* Task details *
Quote every line of the material beneath this one.

* Source material *
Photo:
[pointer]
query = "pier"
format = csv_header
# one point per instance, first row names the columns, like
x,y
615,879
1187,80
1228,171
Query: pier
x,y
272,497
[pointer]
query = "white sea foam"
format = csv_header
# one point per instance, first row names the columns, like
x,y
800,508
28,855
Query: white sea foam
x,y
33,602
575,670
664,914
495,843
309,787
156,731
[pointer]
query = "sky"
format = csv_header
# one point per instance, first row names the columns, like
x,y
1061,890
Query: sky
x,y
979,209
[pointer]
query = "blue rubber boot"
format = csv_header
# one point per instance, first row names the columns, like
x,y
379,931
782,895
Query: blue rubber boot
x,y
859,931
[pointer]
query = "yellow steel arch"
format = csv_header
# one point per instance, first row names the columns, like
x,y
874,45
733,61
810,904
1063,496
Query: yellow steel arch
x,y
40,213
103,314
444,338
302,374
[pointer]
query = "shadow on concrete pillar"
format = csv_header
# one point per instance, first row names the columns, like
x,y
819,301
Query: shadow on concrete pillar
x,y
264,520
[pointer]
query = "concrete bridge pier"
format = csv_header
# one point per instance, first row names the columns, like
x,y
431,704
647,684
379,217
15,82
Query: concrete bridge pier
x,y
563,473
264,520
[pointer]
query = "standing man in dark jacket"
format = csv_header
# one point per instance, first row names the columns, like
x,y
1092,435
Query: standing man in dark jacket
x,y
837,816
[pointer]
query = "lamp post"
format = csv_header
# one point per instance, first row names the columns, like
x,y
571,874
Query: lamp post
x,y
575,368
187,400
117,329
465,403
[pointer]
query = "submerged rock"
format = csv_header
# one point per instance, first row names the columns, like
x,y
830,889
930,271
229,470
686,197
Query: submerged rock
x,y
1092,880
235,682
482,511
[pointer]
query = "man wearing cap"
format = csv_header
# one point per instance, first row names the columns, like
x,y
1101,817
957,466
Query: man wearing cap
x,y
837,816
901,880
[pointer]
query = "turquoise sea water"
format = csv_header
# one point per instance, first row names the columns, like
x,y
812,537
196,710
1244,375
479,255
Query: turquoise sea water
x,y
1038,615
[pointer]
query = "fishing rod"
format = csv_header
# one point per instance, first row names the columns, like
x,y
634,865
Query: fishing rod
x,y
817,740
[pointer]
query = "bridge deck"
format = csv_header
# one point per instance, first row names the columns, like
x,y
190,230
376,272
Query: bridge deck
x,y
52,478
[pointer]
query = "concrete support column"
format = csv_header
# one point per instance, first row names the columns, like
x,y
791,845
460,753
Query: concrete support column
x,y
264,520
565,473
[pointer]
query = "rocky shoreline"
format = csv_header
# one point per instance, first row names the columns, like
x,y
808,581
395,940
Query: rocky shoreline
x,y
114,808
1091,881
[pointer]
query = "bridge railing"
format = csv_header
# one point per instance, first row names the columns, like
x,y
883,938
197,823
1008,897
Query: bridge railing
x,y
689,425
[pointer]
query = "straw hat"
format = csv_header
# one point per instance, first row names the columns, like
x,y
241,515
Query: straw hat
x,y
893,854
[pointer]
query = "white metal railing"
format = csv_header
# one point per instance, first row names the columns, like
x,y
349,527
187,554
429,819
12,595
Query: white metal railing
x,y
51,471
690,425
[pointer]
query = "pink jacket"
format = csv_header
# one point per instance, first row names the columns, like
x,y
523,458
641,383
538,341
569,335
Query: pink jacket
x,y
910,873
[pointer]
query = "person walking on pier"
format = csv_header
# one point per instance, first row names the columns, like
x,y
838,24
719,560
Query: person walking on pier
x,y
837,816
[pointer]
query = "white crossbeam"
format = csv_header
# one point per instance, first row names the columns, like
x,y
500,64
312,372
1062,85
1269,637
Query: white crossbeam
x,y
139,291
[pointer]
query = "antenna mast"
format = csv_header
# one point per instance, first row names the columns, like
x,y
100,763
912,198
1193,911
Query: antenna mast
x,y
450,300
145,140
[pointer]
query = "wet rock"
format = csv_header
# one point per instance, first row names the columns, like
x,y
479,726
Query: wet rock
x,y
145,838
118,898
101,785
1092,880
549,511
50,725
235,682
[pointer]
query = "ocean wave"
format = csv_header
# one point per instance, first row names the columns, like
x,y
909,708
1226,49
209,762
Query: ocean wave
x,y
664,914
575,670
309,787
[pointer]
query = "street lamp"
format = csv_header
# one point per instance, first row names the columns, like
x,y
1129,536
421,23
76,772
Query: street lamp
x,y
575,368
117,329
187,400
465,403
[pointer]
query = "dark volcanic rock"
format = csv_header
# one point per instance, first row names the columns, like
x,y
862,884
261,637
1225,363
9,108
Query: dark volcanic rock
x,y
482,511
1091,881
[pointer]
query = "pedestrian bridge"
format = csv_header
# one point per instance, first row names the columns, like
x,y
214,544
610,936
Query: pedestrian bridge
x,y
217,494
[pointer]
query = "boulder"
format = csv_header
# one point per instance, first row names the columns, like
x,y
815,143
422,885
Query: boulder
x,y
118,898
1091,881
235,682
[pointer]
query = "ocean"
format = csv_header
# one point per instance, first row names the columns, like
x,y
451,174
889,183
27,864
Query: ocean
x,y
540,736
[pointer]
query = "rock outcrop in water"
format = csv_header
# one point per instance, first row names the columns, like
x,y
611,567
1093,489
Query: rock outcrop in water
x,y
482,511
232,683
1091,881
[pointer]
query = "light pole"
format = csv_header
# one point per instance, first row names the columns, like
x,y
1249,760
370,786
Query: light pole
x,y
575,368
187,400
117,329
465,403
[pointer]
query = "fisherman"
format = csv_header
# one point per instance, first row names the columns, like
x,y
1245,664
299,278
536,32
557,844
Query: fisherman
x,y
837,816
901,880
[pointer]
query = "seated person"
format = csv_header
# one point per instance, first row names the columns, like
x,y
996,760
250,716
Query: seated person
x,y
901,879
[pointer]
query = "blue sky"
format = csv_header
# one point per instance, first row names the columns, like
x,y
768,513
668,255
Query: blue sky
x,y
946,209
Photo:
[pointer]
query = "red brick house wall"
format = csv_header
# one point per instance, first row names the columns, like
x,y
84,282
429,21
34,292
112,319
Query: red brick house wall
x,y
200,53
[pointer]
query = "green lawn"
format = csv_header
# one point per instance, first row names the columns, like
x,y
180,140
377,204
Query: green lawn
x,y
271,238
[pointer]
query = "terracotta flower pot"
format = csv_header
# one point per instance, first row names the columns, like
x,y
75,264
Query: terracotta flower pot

* Written response *
Photo:
[pointer]
query = "pier"
format = csv_header
# one point per instance, first row names the columns, like
x,y
615,879
1187,80
1228,171
Query: pier
x,y
272,497
[pointer]
query = "white sea foam"
format = csv_header
# one point per instance, first row names the columns, like
x,y
800,508
28,855
Query: white sea foam
x,y
33,602
575,670
664,914
495,843
309,787
156,731
[pointer]
query = "sky"
format = csv_header
# one point per instance, first row names the columns, like
x,y
1061,890
Query: sky
x,y
979,209
[pointer]
query = "blue rubber boot"
format = csv_header
# one point per instance, first row names the columns, like
x,y
379,931
782,895
Query: blue rubber boot
x,y
859,931
[pointer]
query = "yellow steel arch"
format = csv_header
# one point per instance, first row names the columns, like
x,y
874,45
733,61
810,904
1063,496
Query: yellow steel arch
x,y
40,213
103,314
444,338
302,374
[pointer]
query = "shadow on concrete pillar"
format = csv_header
# one point per instance, first row names the columns, like
x,y
819,301
Query: shadow on concrete pillar
x,y
264,520
[pointer]
query = "concrete bridge pier"
format = csv_header
# one point per instance, first row names the columns, like
x,y
431,704
647,684
379,217
15,82
Query: concrete bridge pier
x,y
563,473
264,520
[pointer]
query = "standing man in dark jacket"
format = csv_header
# one point per instance, first row names the columns, like
x,y
1092,435
Query: standing man in dark jacket
x,y
837,816
[pointer]
query = "lamp post"
format = csv_header
# one point per instance, first row names the columns, like
x,y
571,874
Query: lamp post
x,y
575,368
187,400
117,329
465,403
[pointer]
query = "submerged rock"
format = csv_header
# one point per instance, first row names the columns, like
x,y
830,889
930,271
229,470
686,197
Query: submerged rock
x,y
1092,880
235,682
482,511
[pointer]
query = "man wearing cap"
format = csv_header
# one point per instance, first row names the columns, like
x,y
1101,817
957,466
Query: man wearing cap
x,y
837,816
901,880
[pointer]
query = "turquoise sea water"
format = csv_header
# one point per instance, first row names the columns, like
x,y
812,537
196,710
1244,375
479,255
Query: turquoise sea water
x,y
1038,615
[pointer]
query = "fishing rod"
format = csv_header
# one point per instance, first row names the columns, like
x,y
634,865
Query: fishing rod
x,y
817,740
[pointer]
query = "bridge deck"
format = csv_header
# one point per instance, first row names the columns, like
x,y
190,230
376,272
Query: bridge deck
x,y
52,478
[pointer]
query = "concrete support column"
format = csv_header
# one point per instance, first row names the columns, like
x,y
791,845
460,753
Query: concrete support column
x,y
264,520
565,473
[pointer]
query = "rocky shoreline"
format = csv_header
# one point per instance, first row names the columns, like
x,y
808,581
395,940
Query: rocky shoreline
x,y
114,808
1091,881
[pointer]
query = "bridge railing"
format = csv_header
# one point per instance, first row names the columns, like
x,y
883,938
197,823
1008,897
Query: bridge railing
x,y
689,425
[pointer]
query = "straw hat"
format = csv_header
# one point per instance, first row names the columns, like
x,y
241,515
Query: straw hat
x,y
893,854
[pointer]
query = "white metal railing"
format = csv_header
# one point per instance, first row names the columns, like
x,y
349,527
187,554
429,819
12,595
Query: white metal railing
x,y
51,471
690,425
[pointer]
query = "pink jacket"
format = csv_header
# one point per instance, first row names the columns, like
x,y
523,458
641,383
538,341
569,335
Query: pink jacket
x,y
910,873
[pointer]
query = "person walking on pier"
format = csv_header
# one point per instance, first row names the columns, like
x,y
838,24
719,560
Query: person walking on pier
x,y
837,816
[pointer]
query = "white crossbeam"
format = csv_header
# one point per instance, first row names the columns, like
x,y
500,64
312,372
1062,85
1269,637
Query: white crossbeam
x,y
139,291
[pointer]
query = "antenna mast"
format = csv_header
# one point per instance, first row names the columns, like
x,y
100,763
912,198
1193,911
Query: antenna mast
x,y
450,300
145,140
[pointer]
query = "wet rock"
format = csv_header
# one point per instance, first row names the columns, like
x,y
479,726
Query: wet rock
x,y
145,838
118,898
101,785
1092,880
549,511
50,725
235,682
[pointer]
query = "ocean wave"
format = csv_header
# one point per instance, first row names the columns, like
x,y
909,708
1226,49
209,762
Query: ocean wave
x,y
664,914
575,670
309,787
[pointer]
query = "street lamp"
format = csv_header
# one point per instance, first row names the columns, like
x,y
1129,536
421,23
76,772
Query: street lamp
x,y
575,368
117,329
187,400
465,403
[pointer]
query = "dark volcanic rock"
format = csv_header
# one point per instance, first row names the columns, like
x,y
862,884
261,637
1225,363
9,108
Query: dark volcanic rock
x,y
482,511
1091,881
[pointer]
query = "pedestrian bridge"
format = csv_header
# one point per instance, first row names the columns, like
x,y
214,544
610,936
Query: pedestrian bridge
x,y
217,494
[pointer]
query = "boulder"
format = csv_header
# one point per instance, first row names the columns, like
x,y
815,143
422,885
Query: boulder
x,y
118,898
1091,881
235,682
[pointer]
query = "ocean"
format = csv_header
# one point per instance, first row names the columns, like
x,y
451,174
889,183
27,864
Query: ocean
x,y
540,736
[pointer]
query = "rock outcrop in water"
format = csv_header
# one point per instance, first row names the columns, like
x,y
611,567
1093,489
Query: rock outcrop in water
x,y
482,511
232,683
1091,881
[pointer]
query = "light pole"
format = csv_header
# one point per instance, first row names the columns, like
x,y
1249,760
370,786
Query: light pole
x,y
575,368
187,400
117,329
465,403
[pointer]
query = "fisherman"
format = csv_header
# one point per instance, first row names the columns, like
x,y
1245,664
299,278
536,32
557,844
Query: fisherman
x,y
837,816
901,880
[pointer]
query = "seated person"
format = csv_header
# one point per instance, first row names the columns, like
x,y
996,760
250,716
Query: seated person
x,y
901,879
[pointer]
query = "blue sky"
format = csv_header
# one point per instance, first row names the columns, like
x,y
768,513
668,255
Query: blue sky
x,y
946,209
Photo:
[pointer]
query = "red brick house wall"
format = csv_header
# one point per instance, first row names the columns, like
x,y
84,282
429,21
34,292
112,319
Query: red brick house wall
x,y
200,53
[pointer]
query = "green lawn"
format = csv_header
# one point per instance, first row names the columns, like
x,y
180,140
377,204
Query: green lawn
x,y
271,238
[pointer]
query = "terracotta flower pot"
format = csv_header
# one point per instance, first row names the columns, like
x,y
75,264
Query: terracotta flower pot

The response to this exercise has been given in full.